● **INFORMATION SUPPLIED**:
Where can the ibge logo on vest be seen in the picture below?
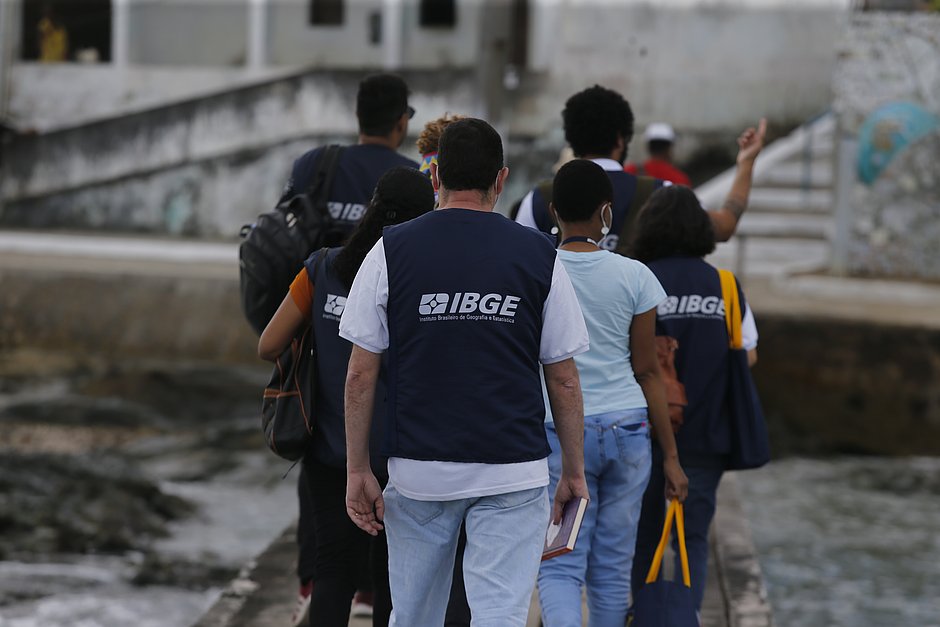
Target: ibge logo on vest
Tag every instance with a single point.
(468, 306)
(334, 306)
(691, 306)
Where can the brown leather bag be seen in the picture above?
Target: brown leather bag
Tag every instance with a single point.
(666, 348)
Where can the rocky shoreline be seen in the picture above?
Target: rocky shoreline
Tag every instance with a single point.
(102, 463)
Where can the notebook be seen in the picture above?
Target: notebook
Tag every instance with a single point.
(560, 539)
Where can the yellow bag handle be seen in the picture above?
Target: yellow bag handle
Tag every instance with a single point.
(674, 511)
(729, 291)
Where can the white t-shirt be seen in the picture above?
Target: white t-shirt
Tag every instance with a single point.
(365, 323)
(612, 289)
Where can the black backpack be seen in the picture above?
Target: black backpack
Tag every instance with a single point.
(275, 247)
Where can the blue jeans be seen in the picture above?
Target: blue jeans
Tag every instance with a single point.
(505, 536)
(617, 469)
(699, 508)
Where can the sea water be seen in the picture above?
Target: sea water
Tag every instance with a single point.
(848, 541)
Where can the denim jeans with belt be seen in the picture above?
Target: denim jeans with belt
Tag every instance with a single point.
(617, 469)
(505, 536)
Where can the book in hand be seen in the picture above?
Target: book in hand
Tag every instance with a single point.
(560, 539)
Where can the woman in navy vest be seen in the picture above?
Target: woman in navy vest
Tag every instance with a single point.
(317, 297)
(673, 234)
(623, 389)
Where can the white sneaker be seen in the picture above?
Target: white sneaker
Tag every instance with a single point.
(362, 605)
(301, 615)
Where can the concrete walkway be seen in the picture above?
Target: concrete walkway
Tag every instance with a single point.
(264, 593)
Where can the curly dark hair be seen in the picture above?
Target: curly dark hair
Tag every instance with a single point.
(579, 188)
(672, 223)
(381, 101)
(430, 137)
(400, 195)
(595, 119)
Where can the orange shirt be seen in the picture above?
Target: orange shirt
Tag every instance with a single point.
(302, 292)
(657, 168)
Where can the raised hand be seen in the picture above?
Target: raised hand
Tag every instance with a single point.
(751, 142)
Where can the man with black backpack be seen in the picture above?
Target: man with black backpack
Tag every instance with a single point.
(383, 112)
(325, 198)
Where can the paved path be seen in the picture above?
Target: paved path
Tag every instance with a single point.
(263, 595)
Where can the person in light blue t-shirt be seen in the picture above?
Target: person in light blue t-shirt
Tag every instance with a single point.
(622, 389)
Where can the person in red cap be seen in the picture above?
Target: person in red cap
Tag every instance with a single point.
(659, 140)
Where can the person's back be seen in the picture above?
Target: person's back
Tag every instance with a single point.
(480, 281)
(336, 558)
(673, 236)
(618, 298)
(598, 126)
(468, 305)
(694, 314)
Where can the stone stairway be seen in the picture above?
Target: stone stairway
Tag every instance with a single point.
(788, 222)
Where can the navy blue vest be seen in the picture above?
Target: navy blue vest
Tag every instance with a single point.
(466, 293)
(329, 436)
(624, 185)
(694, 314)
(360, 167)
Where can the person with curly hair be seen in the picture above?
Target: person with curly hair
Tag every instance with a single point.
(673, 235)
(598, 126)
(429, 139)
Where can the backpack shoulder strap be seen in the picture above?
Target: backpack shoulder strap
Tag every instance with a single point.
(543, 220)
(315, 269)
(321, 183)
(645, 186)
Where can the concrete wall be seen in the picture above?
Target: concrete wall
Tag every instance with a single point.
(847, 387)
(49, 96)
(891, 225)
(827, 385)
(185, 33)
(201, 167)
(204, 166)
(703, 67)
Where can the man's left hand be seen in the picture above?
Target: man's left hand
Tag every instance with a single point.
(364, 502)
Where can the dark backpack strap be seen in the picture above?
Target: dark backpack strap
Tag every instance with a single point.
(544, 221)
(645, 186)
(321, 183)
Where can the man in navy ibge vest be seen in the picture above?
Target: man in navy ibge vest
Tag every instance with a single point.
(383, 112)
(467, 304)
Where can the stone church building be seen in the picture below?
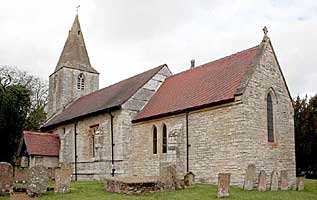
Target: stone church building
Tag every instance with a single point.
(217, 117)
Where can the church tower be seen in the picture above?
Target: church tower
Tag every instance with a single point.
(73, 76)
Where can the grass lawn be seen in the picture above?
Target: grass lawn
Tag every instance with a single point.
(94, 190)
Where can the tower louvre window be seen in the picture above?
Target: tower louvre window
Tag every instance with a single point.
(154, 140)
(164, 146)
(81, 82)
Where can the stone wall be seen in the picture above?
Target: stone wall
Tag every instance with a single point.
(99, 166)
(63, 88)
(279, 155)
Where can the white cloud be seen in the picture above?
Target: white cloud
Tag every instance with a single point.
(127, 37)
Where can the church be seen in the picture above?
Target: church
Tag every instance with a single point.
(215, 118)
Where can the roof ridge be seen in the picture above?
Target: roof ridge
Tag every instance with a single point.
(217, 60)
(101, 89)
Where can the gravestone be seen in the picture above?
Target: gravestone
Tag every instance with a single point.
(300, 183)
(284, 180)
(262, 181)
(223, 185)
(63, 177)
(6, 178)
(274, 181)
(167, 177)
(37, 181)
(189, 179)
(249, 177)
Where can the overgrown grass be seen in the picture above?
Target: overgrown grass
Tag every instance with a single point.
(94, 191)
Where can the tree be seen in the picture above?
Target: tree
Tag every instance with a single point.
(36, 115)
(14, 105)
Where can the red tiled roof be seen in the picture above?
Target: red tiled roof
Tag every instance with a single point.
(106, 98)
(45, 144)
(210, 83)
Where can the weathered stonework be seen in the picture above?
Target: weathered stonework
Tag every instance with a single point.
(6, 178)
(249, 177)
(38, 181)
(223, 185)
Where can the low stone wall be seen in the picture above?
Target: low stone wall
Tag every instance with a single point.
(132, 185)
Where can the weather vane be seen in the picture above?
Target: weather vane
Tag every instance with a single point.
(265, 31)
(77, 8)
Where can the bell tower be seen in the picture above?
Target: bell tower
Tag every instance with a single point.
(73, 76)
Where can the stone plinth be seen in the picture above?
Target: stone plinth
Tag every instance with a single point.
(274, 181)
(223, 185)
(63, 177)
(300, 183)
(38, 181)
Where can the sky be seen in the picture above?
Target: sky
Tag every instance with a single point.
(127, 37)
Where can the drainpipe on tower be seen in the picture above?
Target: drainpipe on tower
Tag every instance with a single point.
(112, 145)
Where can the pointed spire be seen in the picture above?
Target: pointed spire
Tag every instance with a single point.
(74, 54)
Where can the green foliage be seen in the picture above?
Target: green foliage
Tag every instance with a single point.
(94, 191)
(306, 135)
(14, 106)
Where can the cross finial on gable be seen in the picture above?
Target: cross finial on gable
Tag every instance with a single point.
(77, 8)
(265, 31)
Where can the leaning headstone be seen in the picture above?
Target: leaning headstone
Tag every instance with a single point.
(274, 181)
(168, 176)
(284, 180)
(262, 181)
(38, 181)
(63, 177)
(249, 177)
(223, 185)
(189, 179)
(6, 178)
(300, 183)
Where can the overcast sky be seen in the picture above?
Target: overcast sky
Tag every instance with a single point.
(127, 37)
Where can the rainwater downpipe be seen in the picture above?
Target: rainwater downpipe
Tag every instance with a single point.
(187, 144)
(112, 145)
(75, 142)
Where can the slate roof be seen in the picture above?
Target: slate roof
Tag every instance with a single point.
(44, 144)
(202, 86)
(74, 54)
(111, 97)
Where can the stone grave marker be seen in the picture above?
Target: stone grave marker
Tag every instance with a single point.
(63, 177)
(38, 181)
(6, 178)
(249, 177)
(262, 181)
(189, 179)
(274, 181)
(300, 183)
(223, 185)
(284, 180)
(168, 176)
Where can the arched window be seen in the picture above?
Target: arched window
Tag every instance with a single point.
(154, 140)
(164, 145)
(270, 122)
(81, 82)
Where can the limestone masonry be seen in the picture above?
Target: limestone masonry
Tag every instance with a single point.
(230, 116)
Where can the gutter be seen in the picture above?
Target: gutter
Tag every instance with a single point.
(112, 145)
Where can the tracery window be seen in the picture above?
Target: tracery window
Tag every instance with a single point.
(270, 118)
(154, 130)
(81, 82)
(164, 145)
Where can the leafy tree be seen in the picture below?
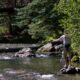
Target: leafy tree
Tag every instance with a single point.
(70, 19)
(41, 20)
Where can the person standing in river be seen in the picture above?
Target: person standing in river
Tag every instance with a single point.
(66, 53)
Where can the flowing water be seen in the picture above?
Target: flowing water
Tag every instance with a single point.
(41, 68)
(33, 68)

* * *

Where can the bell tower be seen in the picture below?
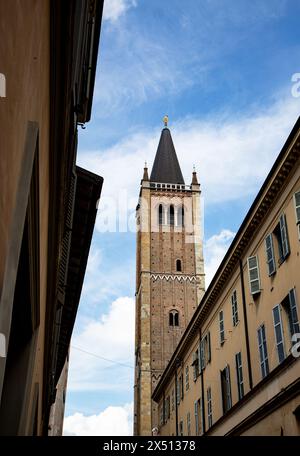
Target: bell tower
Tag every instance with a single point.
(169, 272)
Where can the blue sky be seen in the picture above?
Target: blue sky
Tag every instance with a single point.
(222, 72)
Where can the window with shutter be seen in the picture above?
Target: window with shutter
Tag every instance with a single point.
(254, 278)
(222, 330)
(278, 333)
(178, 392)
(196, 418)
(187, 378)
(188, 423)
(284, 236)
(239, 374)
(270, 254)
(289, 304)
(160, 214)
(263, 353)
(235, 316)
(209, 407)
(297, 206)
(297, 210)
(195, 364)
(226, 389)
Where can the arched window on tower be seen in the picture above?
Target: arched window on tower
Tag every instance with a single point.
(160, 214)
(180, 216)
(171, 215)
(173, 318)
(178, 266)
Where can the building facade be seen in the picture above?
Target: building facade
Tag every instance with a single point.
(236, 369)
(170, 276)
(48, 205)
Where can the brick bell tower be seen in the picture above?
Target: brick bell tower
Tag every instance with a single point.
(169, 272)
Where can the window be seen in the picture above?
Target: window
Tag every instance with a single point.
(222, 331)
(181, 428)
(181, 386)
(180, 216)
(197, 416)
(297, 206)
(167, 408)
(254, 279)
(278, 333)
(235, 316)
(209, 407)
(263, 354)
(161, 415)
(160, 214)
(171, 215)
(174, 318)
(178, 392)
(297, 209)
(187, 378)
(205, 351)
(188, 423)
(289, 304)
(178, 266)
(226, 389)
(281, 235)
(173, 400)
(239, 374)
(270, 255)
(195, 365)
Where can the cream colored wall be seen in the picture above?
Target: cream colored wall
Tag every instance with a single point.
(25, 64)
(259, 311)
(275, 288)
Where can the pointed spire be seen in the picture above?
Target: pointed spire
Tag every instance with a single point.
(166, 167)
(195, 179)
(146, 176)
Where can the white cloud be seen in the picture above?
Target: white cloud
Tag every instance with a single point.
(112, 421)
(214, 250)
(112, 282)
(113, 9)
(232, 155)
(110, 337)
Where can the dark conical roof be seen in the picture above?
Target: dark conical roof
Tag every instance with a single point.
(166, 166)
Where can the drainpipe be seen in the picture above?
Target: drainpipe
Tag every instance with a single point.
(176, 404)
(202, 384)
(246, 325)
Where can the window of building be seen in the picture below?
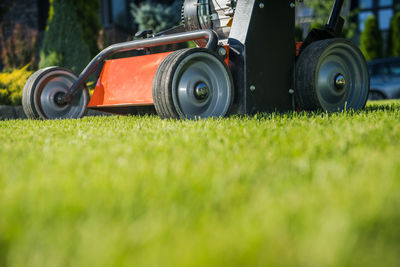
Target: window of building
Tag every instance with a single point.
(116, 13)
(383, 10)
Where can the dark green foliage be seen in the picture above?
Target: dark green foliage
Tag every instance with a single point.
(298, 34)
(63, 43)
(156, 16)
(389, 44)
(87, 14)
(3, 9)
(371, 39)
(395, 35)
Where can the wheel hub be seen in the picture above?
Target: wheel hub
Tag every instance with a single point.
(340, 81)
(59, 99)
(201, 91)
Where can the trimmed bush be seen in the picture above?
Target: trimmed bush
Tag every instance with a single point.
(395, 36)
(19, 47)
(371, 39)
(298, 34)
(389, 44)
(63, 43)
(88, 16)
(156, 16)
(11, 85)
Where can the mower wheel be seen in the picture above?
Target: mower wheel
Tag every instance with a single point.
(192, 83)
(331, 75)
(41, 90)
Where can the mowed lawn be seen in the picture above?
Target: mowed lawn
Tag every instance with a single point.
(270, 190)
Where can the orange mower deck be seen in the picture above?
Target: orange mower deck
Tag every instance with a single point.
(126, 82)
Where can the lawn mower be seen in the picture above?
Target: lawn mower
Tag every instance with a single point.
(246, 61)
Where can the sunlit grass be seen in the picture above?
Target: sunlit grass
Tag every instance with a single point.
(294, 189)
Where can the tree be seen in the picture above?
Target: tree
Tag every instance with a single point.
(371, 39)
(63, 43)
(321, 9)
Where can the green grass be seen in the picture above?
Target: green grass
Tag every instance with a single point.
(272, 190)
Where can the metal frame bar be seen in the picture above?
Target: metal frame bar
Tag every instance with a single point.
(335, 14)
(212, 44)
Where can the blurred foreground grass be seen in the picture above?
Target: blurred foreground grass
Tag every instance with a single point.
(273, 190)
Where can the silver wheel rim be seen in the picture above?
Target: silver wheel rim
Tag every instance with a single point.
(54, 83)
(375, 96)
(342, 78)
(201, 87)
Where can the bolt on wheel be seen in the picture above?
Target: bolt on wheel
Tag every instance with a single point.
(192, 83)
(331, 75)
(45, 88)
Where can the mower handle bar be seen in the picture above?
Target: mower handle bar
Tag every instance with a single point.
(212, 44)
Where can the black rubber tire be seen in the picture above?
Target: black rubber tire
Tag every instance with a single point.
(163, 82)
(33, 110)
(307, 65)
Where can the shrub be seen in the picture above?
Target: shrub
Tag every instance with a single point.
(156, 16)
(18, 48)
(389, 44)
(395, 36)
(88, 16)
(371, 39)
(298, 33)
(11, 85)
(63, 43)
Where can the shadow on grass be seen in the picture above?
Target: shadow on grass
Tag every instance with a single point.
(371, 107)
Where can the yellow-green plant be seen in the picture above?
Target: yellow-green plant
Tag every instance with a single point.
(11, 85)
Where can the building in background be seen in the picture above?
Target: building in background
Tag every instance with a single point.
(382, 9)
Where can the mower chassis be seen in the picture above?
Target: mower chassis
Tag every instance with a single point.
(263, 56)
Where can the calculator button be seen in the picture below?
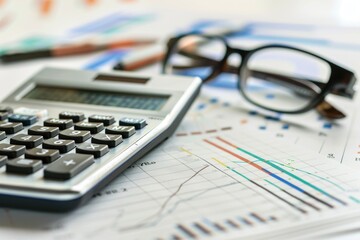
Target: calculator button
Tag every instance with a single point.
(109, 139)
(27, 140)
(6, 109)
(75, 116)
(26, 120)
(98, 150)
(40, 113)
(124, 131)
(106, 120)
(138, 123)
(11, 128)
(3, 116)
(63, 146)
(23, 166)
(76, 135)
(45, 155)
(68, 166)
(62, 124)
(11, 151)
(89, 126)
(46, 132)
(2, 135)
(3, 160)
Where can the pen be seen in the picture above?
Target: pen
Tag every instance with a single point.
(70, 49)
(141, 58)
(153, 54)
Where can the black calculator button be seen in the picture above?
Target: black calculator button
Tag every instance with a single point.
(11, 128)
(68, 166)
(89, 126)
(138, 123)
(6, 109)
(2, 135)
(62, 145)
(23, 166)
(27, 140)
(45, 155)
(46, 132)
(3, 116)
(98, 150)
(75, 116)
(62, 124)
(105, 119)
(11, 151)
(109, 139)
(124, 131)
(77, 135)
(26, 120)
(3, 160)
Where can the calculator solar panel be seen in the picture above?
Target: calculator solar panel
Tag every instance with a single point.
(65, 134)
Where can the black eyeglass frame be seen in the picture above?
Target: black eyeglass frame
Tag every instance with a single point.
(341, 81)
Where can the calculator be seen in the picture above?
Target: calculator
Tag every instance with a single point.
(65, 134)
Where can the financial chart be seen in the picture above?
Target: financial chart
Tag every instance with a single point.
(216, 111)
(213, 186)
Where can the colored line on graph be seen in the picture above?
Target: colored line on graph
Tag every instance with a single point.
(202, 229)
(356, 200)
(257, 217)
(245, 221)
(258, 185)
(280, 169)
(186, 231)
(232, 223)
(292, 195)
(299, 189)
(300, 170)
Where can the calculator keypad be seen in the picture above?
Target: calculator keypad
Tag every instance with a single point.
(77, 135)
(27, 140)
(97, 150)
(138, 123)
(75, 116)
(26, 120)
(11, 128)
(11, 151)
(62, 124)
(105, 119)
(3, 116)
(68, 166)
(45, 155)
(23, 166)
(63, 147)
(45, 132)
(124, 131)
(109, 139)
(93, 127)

● **WHAT TO PRODUCE**:
Show each line in the records that contains the word "cream".

● **SOLUTION FOR THIS EXERCISE**:
Where can the cream colored wall be seen in the picture above?
Target: cream colored wall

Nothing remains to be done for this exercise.